The lines to extract begin at the one containing "the ear and report the position of each." and run to the end of the listing; set them down exactly and alone.

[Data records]
================================
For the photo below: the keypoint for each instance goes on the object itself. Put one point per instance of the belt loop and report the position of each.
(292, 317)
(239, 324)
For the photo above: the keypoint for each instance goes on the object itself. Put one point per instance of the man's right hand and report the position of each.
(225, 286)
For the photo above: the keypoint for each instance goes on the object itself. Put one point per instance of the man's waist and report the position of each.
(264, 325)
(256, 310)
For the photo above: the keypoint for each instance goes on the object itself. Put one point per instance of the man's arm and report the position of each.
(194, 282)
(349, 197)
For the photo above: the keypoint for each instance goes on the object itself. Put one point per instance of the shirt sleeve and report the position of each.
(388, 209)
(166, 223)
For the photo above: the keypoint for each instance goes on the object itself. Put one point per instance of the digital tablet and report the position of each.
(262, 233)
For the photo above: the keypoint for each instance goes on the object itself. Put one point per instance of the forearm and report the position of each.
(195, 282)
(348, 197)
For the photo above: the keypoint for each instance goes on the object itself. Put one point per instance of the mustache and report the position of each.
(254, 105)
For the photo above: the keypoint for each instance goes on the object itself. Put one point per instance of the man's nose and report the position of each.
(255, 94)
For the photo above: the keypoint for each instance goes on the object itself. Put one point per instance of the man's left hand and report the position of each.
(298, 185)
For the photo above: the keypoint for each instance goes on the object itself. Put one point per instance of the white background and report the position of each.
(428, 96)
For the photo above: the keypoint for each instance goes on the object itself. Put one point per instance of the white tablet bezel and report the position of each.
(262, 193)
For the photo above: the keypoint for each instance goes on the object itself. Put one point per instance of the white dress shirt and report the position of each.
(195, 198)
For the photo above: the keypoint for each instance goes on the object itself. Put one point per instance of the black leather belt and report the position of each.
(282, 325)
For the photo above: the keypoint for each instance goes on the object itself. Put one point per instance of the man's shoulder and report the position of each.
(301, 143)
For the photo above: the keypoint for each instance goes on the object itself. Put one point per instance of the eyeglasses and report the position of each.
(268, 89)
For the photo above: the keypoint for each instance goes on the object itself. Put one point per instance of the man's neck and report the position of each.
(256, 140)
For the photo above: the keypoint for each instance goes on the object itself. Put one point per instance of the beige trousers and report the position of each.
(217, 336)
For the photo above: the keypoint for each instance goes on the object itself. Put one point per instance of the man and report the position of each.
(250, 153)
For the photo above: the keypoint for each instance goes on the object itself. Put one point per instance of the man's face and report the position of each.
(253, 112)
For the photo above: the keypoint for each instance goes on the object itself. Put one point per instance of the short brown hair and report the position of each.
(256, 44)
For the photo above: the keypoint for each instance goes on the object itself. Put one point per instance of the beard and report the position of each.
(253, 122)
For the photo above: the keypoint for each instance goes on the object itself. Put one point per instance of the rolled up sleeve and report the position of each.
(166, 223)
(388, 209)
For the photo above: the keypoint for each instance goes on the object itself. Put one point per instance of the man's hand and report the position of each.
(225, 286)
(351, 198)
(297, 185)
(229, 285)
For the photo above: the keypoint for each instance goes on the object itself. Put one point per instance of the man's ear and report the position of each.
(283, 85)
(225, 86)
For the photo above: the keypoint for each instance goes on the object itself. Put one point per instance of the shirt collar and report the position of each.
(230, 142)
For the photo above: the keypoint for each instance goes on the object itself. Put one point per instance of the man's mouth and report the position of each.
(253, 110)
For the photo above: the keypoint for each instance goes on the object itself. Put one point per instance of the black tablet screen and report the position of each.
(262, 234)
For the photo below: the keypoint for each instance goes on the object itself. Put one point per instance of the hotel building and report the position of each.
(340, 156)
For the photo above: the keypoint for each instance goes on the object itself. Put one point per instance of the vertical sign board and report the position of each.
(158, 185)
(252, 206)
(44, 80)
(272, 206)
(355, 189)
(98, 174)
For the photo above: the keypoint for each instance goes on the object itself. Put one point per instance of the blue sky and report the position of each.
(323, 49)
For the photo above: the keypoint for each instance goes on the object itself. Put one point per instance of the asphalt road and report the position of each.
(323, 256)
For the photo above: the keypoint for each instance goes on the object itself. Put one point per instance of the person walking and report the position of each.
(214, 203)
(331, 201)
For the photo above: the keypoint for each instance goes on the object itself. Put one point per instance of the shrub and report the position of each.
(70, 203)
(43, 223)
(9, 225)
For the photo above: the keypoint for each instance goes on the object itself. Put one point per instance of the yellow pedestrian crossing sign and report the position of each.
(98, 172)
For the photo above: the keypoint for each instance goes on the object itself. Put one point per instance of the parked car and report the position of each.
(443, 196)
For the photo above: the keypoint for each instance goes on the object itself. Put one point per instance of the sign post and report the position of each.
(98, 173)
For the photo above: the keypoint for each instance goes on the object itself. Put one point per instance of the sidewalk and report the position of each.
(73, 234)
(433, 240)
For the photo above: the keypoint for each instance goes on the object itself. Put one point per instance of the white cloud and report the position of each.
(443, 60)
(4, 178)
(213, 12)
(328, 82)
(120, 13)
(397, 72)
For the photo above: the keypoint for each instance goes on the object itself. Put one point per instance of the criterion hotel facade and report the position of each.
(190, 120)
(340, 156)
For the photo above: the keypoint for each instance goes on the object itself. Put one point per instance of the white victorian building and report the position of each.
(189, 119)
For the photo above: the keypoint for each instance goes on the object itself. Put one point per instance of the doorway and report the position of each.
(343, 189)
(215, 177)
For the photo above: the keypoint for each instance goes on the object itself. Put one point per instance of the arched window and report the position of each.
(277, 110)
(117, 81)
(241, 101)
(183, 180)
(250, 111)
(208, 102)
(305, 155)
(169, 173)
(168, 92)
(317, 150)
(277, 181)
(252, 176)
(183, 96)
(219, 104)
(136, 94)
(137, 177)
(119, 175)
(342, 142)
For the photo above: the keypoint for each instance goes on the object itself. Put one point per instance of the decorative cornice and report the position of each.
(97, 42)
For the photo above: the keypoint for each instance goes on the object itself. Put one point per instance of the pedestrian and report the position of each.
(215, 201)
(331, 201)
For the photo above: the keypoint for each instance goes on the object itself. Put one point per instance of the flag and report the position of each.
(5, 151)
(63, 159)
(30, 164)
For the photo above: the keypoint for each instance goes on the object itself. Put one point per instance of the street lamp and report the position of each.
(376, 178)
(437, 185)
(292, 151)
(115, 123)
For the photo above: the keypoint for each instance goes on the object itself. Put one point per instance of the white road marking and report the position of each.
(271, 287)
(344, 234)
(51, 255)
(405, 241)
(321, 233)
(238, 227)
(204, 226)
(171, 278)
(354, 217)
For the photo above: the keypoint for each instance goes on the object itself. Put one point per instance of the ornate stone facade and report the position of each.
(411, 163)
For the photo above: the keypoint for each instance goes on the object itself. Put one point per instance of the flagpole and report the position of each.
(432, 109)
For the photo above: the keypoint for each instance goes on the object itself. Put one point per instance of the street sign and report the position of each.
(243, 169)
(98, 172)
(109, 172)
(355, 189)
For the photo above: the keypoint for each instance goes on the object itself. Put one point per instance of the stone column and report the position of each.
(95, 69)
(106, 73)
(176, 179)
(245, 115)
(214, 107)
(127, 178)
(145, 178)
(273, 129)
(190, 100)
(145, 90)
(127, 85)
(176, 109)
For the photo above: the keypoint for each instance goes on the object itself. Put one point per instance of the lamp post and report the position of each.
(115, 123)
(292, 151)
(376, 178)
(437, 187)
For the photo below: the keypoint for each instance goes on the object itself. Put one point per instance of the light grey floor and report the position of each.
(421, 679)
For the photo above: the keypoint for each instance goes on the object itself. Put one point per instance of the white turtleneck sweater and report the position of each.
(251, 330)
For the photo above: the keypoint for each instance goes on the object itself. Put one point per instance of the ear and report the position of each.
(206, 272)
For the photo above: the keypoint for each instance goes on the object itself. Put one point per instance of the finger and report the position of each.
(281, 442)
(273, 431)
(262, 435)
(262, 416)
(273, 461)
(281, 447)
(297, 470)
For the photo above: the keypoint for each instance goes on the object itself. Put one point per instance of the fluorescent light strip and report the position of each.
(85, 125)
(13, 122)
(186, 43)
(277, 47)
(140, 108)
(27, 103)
================================
* THE OUTPUT:
For the photo above: the keypoint for each instance goes on the object itself. Put one point per instance of the ear and report the position of each.
(206, 272)
For the photo above: the keypoint for each instance goes on the object itself. Put one point per instance of the finger and report the position of each.
(281, 442)
(273, 431)
(262, 435)
(262, 416)
(273, 461)
(281, 447)
(297, 470)
For the photo above: the keypoint for each instance goes on the object itself. Put one point per instance of the fluorescent light strip and report the position of each.
(85, 125)
(13, 122)
(186, 43)
(277, 47)
(140, 108)
(27, 103)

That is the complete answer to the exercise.